- **TEXT PROVIDED**:
** Begin **
The compilation, called Blatant Doom Trip was eventually released, although much later than anticipated. Simple Solutions had a limited amount of CDs pressed and I think now your best bet at finding one is used on Amazon or eBay or something like that. There were loads of great bands on the compilation, some really well known ones too, so it kind of blew our minds to be included among them. Especially as Sonic Youth and Superchunk fans, to be on the same album as Thurston Moore (Male Slut) and Mac McCuaghan (Portastatic) was, if I may, totally fucking rad.

Did you actually live here for a while?

Indeed I did! From March to Novemberish 1998, I lived in Dayton – well on Dorothy Lane in Kettering first then I moved to High Street in Dayton a few months later. At the time I smoked, erm, shall we say generous amounts of weed, so living on High Street gave me a cheap laugh pretty much constantly. I was young, I was stoned, it seemed funny at the time…..ahem, moving on……

I had graduated college in January that year and spent February travelling around the country visiting friends and just exploring places I had never been to before. I was mainly on the East Coast but I stopped by Dayton to see some friends as Shove hadn’t been through in awhile and I honestly really missed it. The amazing benefit of the Shove-Dayton love affair was getting to meet, know and make friends with people from the handful of times we played there, so hanging out in Dayton was almost like a homecoming of sorts. I was at a point in life where Shove had called it a day so I was not in an active band, I was finished with school, was single, was jobless and as a result I had the extreme luxury of taking life where I wanted. I had enough in my bank account to either go home and flounder around for a bit or to start paying rent and build new adventures. I went for the new adventures route, which was short lived but definitely lived up to its name sake. As can happen with youthful abandon I wasn’t leading the healthiest of all lifestyles during my time in Dayton, so with some amazing friend support from Jay (Shove) I wound up moving back to California with the intention of getting my shit together. Sorting myself out wound up taking much long than planned, and was an unfortunate process to say the least, but that’s not really the point….the point is that yes, I did live in Dayton for awhile. (Note to self – learn how to answer questions succinctly….)
** End **
- **THE TASKS**:
A. Using the interview excerpt, decide whether each statement agrees with it: (i) the Blatant Doom Trip compilation came out sooner than expected; (ii) the speaker lived on Dorothy Lane in Kettering before moving to High Street in Dayton; (iii) the speaker graduated from college in February 1998. Answer yes or no for each, and quote the words from the text that decide it.
B. According to the interview excerpt, whose support helped the speaker move back to California?

- **STORED DATA**:
** Begin **
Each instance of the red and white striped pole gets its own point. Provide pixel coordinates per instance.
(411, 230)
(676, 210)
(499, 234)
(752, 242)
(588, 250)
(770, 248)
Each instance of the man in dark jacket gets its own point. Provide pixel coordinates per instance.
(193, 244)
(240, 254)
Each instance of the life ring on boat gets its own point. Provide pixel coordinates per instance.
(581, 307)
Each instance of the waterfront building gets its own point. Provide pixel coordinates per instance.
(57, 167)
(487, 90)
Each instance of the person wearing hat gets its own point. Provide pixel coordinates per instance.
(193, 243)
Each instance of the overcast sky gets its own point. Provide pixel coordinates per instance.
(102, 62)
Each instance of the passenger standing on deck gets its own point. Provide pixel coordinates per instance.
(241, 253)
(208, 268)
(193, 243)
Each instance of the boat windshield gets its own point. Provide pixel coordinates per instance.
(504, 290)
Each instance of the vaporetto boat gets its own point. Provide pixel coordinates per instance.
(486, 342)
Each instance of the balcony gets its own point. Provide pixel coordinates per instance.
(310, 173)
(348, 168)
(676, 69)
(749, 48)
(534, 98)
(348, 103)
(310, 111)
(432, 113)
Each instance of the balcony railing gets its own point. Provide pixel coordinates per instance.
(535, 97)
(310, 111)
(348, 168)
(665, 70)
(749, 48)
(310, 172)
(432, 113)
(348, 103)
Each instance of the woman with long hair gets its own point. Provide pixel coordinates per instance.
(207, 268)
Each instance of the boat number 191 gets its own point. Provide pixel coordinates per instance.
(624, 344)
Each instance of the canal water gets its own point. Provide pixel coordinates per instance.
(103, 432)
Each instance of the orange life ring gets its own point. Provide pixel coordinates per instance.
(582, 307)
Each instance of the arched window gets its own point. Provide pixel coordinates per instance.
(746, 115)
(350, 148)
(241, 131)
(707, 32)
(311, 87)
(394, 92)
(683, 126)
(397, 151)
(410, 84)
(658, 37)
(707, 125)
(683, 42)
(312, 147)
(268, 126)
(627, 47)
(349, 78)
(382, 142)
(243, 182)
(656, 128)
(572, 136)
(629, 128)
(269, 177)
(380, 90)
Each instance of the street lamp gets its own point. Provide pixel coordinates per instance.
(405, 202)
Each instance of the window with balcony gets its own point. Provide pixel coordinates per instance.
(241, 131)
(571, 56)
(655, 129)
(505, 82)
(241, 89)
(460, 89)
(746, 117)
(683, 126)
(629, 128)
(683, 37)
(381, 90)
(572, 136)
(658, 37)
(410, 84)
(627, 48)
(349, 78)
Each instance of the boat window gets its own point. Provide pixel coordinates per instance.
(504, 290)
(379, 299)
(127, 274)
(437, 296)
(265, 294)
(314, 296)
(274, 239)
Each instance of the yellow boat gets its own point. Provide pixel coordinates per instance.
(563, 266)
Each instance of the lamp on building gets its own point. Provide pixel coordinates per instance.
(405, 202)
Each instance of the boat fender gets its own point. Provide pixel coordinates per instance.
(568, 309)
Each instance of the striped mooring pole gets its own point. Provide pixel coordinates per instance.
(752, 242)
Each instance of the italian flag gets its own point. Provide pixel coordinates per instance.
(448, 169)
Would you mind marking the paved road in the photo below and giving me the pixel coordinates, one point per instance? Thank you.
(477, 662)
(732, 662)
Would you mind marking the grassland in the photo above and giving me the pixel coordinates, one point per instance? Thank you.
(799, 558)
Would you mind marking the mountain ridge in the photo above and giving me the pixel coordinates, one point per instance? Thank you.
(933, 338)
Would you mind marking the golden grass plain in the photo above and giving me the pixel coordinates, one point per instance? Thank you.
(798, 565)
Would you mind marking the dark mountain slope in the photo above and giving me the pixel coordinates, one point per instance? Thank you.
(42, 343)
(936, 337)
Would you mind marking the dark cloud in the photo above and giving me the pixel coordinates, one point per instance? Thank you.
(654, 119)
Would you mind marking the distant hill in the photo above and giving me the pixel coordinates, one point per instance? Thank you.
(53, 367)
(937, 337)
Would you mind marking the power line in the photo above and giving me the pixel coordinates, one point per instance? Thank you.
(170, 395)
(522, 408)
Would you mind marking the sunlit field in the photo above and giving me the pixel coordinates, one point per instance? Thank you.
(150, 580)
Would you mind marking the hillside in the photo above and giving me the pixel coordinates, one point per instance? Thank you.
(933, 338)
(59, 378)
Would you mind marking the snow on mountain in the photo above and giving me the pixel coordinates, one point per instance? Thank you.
** End **
- **TASK-BY-TASK RESULTS**:
A.
(i) No: "eventually released, although much later than anticipated"
(ii) Yes: "well on Dorothy Lane in Kettering first then I moved to High Street in Dayton a few months later"
(iii) No: "I had graduated college in January that year"

B. Jay, from Shove.